* WHAT TO DO *
Edit the data below by replacing every "coordinates" with "positions" and leaving everything else unchanged.

Items listed in a dataset:
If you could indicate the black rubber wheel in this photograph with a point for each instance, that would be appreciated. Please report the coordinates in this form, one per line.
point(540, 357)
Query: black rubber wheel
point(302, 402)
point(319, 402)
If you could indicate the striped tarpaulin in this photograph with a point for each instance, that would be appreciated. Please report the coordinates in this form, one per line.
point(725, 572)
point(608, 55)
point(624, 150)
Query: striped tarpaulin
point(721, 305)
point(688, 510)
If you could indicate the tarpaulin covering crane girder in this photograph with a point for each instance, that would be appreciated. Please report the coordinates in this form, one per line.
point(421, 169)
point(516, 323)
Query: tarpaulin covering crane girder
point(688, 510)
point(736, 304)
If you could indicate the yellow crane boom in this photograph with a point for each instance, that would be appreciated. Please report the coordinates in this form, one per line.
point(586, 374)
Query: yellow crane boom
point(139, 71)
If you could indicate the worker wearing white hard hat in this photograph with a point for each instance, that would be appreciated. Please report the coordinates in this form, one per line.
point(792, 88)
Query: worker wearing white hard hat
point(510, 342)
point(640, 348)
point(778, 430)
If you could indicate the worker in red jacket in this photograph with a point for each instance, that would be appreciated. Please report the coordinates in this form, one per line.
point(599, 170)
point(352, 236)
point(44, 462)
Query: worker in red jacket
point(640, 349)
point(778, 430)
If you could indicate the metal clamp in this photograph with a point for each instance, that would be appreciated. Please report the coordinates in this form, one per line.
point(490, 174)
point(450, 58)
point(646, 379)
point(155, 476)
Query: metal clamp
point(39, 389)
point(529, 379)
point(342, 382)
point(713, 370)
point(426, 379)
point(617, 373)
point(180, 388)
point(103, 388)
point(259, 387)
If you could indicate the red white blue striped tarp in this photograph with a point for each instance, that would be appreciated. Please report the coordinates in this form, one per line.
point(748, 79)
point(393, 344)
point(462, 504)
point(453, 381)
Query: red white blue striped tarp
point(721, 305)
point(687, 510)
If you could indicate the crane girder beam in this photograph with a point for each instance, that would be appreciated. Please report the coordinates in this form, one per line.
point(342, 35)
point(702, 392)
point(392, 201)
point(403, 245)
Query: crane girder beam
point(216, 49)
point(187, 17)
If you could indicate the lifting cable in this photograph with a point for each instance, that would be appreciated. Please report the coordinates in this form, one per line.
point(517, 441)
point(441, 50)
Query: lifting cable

* REPLY *
If you could indicate the black rubber wheel in this photograph with a point for each instance, that would be appreciated. Please report the positions in this form, one per line.
point(540, 357)
Query: black rubber wheel
point(302, 402)
point(319, 402)
If you could indicate the striped tarpaulin in this photograph with a point for each instance, that would be appreciated. Please report the positions in this form, one per line.
point(725, 572)
point(608, 55)
point(624, 150)
Query: striped tarpaulin
point(721, 305)
point(688, 510)
If you could indicate the tarpaulin covering crane girder in this photograph with a point for each instance, that would be appreciated. Please report the positions in this form, one per line.
point(421, 169)
point(516, 323)
Query: tarpaulin covering crane girder
point(688, 510)
point(736, 304)
If you could indicate the yellow crane boom in this photograph with a point for each instance, that would be appreciated. Please report the positions in this form, one per line.
point(586, 374)
Query: yellow crane boom
point(139, 71)
If you could indicate the worker wearing white hard hat in this photograph with a point for each instance, that would be appreciated. Please report the positions in this form, one per line.
point(792, 88)
Query: worker wearing white hard hat
point(510, 342)
point(640, 348)
point(778, 430)
If you could indicate the worker in red jacket in this photograph with a point for each instance, that would be appreciated. Please report the positions in this form, one per line.
point(599, 170)
point(352, 236)
point(44, 462)
Query: worker in red jacket
point(640, 349)
point(778, 430)
If you could indicate the metal clamp in this photograph with a point for each instance, that would be appreciated. Please report the positions in this form, one per line.
point(490, 174)
point(450, 58)
point(646, 379)
point(155, 476)
Query: metal clamp
point(39, 389)
point(529, 379)
point(342, 382)
point(713, 370)
point(426, 379)
point(617, 373)
point(180, 388)
point(103, 388)
point(259, 387)
If you could indicate the red white blue striped tarp in this photograph with a point for each instance, that would be appreciated. Please report the positions in this form, one per line.
point(748, 79)
point(393, 344)
point(462, 504)
point(453, 381)
Query: red white blue striped tarp
point(721, 305)
point(687, 510)
If you could indicate the crane girder beam in this photograph with a point for each instance, that would be appreciated. Please report the positions in this form, one per line.
point(342, 35)
point(702, 392)
point(392, 201)
point(403, 245)
Query: crane girder beam
point(216, 49)
point(187, 17)
If you could indicate the lifting cable in this photograph with a point for each instance, that would be appreciated. Please report the positions in this form, one per line.
point(517, 441)
point(441, 50)
Query: lifting cable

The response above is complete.